**Exercise aim:** Show me each line of the listing below where the word "player" appears.

*** Block opens ***

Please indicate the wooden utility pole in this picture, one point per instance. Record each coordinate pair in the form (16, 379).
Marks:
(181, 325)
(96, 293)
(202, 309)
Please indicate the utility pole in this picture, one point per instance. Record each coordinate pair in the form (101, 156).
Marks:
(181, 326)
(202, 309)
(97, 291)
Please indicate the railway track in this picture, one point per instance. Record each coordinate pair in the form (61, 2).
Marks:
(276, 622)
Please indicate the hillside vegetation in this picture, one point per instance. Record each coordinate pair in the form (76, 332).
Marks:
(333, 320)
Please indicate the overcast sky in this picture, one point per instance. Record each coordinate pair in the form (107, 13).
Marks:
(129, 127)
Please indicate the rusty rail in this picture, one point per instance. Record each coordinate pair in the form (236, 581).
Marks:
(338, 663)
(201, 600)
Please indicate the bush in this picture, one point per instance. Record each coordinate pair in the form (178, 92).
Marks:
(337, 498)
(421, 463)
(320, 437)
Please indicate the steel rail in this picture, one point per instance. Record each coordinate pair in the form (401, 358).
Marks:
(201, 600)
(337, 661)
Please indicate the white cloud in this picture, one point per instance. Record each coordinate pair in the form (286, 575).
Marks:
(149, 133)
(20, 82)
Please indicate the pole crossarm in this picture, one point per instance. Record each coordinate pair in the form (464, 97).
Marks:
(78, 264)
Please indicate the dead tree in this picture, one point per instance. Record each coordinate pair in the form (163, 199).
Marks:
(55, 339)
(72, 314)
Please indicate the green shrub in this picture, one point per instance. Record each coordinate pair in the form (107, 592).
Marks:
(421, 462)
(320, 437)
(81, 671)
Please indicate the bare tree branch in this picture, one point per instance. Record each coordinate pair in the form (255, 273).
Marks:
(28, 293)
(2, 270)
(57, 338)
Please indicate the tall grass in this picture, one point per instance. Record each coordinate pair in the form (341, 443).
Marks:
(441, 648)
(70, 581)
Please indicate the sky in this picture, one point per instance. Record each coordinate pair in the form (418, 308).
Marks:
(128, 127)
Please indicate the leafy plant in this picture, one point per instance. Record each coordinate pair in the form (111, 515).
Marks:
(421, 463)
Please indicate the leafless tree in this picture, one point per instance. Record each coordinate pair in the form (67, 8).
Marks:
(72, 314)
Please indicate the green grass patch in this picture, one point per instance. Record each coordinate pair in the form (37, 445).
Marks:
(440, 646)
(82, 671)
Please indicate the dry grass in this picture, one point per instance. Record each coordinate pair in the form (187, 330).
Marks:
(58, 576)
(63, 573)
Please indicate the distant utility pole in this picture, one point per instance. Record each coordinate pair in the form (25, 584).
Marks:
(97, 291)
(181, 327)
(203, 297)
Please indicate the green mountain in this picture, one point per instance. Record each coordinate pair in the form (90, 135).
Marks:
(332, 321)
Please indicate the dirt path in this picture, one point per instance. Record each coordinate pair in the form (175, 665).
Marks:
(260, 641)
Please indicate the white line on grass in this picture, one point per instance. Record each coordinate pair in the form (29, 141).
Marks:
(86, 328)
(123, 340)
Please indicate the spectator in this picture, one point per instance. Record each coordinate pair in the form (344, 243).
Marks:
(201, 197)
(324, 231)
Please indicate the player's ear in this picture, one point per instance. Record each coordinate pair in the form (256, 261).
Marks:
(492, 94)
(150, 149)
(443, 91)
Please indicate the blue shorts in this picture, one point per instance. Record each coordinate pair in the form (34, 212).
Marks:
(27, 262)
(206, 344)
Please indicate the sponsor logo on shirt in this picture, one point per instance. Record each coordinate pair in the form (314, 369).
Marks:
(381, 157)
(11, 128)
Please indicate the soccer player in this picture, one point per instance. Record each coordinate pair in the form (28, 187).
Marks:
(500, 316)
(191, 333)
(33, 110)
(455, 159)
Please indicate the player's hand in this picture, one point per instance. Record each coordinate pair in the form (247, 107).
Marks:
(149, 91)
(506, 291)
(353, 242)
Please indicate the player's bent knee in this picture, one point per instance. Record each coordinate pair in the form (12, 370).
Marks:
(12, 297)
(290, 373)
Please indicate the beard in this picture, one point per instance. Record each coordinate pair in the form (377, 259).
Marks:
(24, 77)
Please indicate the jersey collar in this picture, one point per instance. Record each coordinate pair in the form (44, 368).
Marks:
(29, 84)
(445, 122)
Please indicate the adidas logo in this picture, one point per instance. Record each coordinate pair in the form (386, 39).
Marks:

*** Block closes ***

**Reply to the exercise:**
Please indicate the player's ear in this picture, one point per instance. Record each coordinate pair in the form (256, 261).
Please indicate the soccer player in this picture, one point per instance. Record each coordinate pair in the form (28, 187).
Please indicate the player's hand in this picture, one point per instance. Record each coordinate pair in the form (247, 107).
Please indicate the player's bent knee in this picture, one point per instance. Record each coordinate pair in the form (12, 370).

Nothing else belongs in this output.